## BRANO DELL'ESERCIZIO
━━━━━━━━━━━━━━━━
Chi prende in giro il Terzo settore? Le ipocrisie e i falsi alleati

di Ferruccio de Bortoli

A parole sono tutti d’accordo. Il capitale sociale italiano è la polizza assicurativa del Paese e il volontariato la spina dorsale della cittadinanza. Il Bene però ha due nemici: il conformismo e l’ipocrisia. E, dunque, troppi falsi alleati. Nel momento in cui Buone Notizie, dopo la pausa estiva, riprende il suo percorso, vorremmo rivolgere al governo e alla maggioranza che lo sostiene una semplice domanda. «Il futuro del Terzo Settore è tra le vostre priorità o lo state soltanto prendendo in giro con false promesse e pacche sulle spalle?». Chiediamo scusa per la brutalità del quesito ma spesso la sintesi estrema è indispensabile alla chiarezza.

Riassumiamo quello che è successo in questi mesi. La pandemia ha aperto una ferita profonda nella società, rivelato i limiti dell’assistenza pubblica e privata, mostrato la fragilità fisica e sociale delle persone più anziane, allargato l’area della povertà materiale ed educativa. Lo sforzo delle istituzioni è stato rilevante, l’insieme degli aiuti predisposti dal governo ingente – e speriamo efficace – ha interessato anche le tante associazioni del privato sociale. Ma senza l’aiuto del Terzo Settore e del volontariato le sofferenze umane sarebbero state superiori, le solitudini personali maggiormente dolorose, il costo economico ancora più devastante.
━━━━━━━━━━━━━━━━
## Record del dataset
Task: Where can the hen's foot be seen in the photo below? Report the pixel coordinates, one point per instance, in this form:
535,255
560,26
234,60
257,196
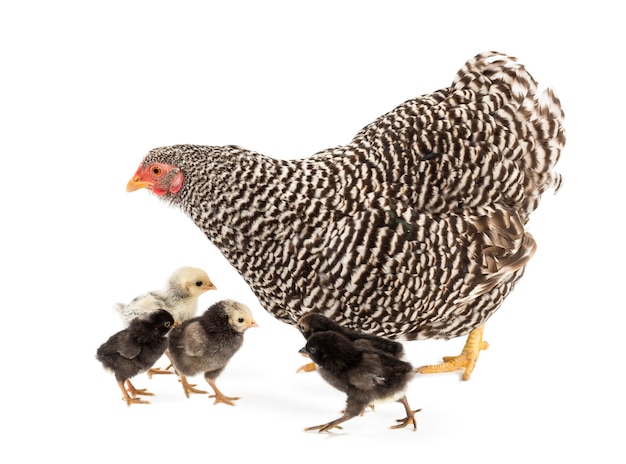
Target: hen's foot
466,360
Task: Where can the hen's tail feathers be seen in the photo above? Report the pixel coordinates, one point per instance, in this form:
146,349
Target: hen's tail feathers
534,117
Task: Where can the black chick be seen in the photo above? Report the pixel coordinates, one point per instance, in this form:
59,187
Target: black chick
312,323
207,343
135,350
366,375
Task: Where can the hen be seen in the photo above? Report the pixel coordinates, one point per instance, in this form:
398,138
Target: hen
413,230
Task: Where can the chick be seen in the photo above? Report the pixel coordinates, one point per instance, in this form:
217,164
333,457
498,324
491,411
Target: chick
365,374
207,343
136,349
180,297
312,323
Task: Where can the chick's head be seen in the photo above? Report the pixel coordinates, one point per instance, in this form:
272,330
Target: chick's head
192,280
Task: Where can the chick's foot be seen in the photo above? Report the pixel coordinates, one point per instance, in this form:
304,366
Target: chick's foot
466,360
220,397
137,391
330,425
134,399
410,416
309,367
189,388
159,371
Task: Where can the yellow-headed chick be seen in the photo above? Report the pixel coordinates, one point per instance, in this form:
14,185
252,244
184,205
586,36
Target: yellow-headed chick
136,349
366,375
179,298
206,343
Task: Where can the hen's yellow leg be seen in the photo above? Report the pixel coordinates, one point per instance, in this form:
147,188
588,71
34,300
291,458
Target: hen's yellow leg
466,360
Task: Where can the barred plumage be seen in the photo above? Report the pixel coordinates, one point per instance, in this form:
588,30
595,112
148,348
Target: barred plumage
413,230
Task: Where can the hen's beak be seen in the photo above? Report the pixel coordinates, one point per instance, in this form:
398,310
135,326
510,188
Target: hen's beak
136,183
━━━━━━━━━━━━━━━━
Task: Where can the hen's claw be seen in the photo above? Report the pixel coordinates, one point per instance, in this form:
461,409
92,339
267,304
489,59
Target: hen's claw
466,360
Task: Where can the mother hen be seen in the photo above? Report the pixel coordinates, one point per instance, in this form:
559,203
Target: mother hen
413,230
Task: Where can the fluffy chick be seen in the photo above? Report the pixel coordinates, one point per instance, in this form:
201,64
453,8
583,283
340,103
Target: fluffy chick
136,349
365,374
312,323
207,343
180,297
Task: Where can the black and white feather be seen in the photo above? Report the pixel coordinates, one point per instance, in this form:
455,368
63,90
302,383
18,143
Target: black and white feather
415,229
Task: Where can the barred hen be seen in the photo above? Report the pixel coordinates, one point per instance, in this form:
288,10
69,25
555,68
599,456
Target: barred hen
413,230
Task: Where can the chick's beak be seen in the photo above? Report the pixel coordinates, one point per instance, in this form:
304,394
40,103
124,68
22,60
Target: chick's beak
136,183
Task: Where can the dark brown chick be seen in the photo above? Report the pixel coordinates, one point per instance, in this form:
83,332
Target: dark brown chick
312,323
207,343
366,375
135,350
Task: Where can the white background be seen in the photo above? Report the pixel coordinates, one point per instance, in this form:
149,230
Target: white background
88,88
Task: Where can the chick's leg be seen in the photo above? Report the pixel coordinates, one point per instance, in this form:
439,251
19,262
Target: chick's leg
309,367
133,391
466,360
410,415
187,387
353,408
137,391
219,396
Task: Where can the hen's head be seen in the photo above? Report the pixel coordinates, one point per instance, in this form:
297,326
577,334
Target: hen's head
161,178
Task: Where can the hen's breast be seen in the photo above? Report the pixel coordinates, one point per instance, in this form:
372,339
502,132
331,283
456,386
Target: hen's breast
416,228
━━━━━━━━━━━━━━━━
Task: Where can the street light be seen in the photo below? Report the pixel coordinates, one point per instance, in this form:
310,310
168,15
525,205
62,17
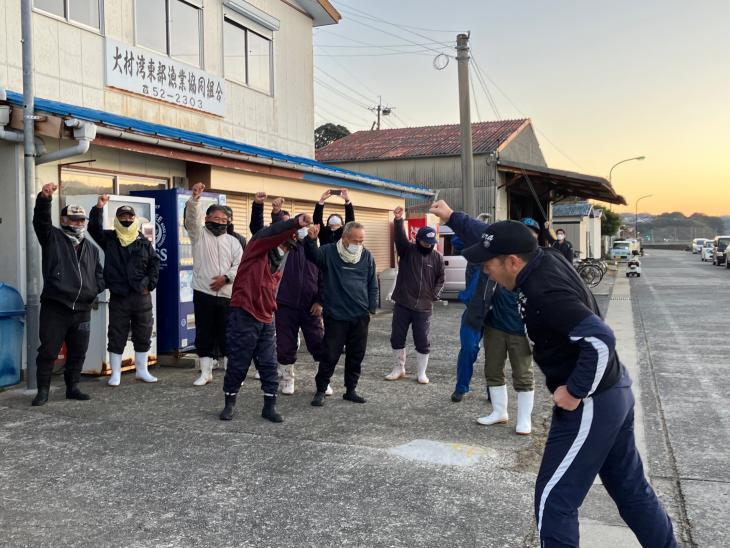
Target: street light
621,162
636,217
━━━━━━━━━━━━━━━━
## CONSEGNA 1
Quali sono i due nemici del Bene secondo l'articolo sul Terzo settore?
## CONSEGNA 2
Riproduci tale e quale il passo dell'articolo sul Terzo settore che inizia con "di Ferruccio de" e termina con "indispensabile alla chiarezza.".
I record non servono per svolgere l'esercizio.

## RISULTATO 1
Il conformismo e l'ipocrisia.

## RISULTATO 2
di Ferruccio de Bortoli

A parole sono tutti d’accordo. Il capitale sociale italiano è la polizza assicurativa del Paese e il volontariato la spina dorsale della cittadinanza. Il Bene però ha due nemici: il conformismo e l’ipocrisia. E, dunque, troppi falsi alleati. Nel momento in cui Buone Notizie, dopo la pausa estiva, riprende il suo percorso, vorremmo rivolgere al governo e alla maggioranza che lo sostiene una semplice domanda. «Il futuro del Terzo Settore è tra le vostre priorità o lo state soltanto prendendo in giro con false promesse e pacche sulle spalle?». Chiediamo scusa per la brutalità del quesito ma spesso la sintesi estrema è indispensabile alla chiarezza.